::: Document excerpt :::
Why would you use a PI (proportional-integral) controller instead of PID (proportional integral-derivative) controller? The PI controller is commonly used when the reference signal given to the system are steps (set-points). On the other hand if the reference signals imposed to the system are ramps or other kinds of time-functions, it's better to use a PID controller; nevertheless, in practice the derivative term could amplify disturbances input or noise as the PID is not well tuned. This can prompt oscillations or the system can become unstable.

**Why use an 8-bitter?**

Currently, several manufacturers make 16- and 32-bit microcontrollers (MCUs) with features that enable easy control of almost any process of medium complexity. Eight-bit microcontrollers still dominate the market, however, because of their small size, low cost, and simple programming. Because of these advantages, 8-bit MCUs are found in process control, automotive, industrial, and appliance applications, among many others.^{1, 2} Some of the newer MCUs provide clock speeds from 4 to 40MHz; 64KB of internal flash memory and 1KB of RAM in some models; on-chip analog-to-digital converters (ADCs), digital-to-analog converters (DACs), or pulse-width modulator (PWM) outputs; a watchdog timer; 16-bits timers; and serial or USB ports.
::: Source information :::
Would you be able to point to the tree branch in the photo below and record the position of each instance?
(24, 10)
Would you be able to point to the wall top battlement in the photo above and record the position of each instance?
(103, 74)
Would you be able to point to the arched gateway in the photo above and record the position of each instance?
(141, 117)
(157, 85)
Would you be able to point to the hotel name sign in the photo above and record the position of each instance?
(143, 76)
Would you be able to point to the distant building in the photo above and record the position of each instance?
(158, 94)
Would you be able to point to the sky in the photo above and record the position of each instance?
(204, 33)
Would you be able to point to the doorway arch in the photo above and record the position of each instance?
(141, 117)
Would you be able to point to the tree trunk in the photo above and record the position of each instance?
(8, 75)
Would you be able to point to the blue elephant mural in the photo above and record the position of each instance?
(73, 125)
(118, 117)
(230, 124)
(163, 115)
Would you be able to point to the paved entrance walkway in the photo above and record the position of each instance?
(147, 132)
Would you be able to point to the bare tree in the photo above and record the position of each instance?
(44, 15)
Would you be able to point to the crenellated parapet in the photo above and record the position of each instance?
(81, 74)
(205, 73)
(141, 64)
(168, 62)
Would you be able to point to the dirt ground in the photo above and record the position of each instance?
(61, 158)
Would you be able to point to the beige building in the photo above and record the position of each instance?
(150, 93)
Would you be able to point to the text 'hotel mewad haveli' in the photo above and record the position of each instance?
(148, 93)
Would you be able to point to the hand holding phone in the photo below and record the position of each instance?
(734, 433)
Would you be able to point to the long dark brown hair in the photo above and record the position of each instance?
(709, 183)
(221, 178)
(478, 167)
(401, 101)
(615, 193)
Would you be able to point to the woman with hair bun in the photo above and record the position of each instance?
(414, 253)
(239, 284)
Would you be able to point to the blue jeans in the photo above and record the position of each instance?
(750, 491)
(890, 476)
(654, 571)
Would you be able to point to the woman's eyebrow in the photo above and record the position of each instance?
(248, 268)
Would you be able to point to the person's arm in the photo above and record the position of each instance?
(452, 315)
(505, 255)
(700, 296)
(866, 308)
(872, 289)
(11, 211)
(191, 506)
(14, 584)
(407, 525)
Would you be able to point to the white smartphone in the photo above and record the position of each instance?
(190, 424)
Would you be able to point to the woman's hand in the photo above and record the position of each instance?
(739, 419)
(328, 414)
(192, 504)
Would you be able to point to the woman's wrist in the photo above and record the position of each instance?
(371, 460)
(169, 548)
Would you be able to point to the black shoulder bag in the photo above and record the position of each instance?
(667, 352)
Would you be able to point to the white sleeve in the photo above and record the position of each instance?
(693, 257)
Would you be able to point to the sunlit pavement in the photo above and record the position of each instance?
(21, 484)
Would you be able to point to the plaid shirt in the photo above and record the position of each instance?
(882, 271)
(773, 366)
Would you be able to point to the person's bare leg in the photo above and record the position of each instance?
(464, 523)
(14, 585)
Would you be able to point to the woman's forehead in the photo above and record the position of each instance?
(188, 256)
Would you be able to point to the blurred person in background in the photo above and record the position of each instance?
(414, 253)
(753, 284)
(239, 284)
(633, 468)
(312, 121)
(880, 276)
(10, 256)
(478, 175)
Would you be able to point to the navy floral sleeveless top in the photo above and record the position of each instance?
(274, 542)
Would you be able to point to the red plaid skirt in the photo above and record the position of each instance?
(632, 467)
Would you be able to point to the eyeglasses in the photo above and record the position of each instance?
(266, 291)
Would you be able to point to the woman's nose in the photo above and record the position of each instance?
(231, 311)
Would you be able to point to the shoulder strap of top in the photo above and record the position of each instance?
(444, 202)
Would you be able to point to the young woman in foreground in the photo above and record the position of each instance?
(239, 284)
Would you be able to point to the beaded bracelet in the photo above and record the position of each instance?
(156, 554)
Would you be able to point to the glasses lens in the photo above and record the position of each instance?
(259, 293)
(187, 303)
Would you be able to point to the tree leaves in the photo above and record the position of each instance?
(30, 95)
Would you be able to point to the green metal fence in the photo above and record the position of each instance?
:::
Exercise instructions:
**A.** Answer these questions from the text on controllers and microcontrollers:
(i) What kind of reference signal is the PI controller commonly used with?
(ii) What could the derivative term amplify?
(iii) What range of clock speeds do some of the newer MCUs provide?
**B.** Carry on the text on controllers and microcontrollers after its last sentence.

Numbered responses:
**A.**
(i) Steps (set-points).
(ii) Disturbances input or noise.
(iii) From 4 to 40MHz.

**B.**
A few examples of these MCUs include:

• The enhanced 8051 from Intel, series 87C51RA/RB/RC

• The W78E858 by Winbond Electronics, which is compatible with the Intel 8052

• The P89V51RD2 chip from Phillips Semiconductors; its main features are the 64KB of flash and 1KB of RAM on chip; in addition to its PCA block, the P89V51RD2 is composed of four modules that can be configured as high speed I/O ports, compare/capture registers, PWMs, or watchdog timers ^{3}

• The DS5000T series from Dallas Semiconductors; its main advantage is the 32KB of internal SRAM that can be partitioned as the user likes into data or program memory; in addition, it has a real-time clock on chip making it suitable for data logging applications ^{4}

• The enhanced flash USB microcontroller series PIC18FX455/ X550 from Microchip incorporates 32KB of internal flash memory, ADCs, EAUSART, and USB V2.0 interfaces, making it, in our opinion, perfect for connectivity applications ^{5}

Although the features of 8-bit MCUs are continually improving, in most cases these new features are ignored by designers because they're using the chips for the control of states, which don't require the newer features.^{1, 2} Recently a novel method has been used to exploit these kinds of MCUs by using them in a closed-loop configuration aided with the well-known classical control theory. Examples of work on this topic are available in the literature.^{6, 7, 8} In such applications the authors demonstrated that feedback control improves the control of some DC motors. It's important to mention that, in the examples, except in Johnston,^{7} the realization of the PID (proportional-integral-derivative) controllers were implemented using 16-bit MCUs in Hitex's paper ^{6} or, as in Neary,^{8} where an integrated data acquisition system particularly the model ADuC845 by Analog Devices, was used.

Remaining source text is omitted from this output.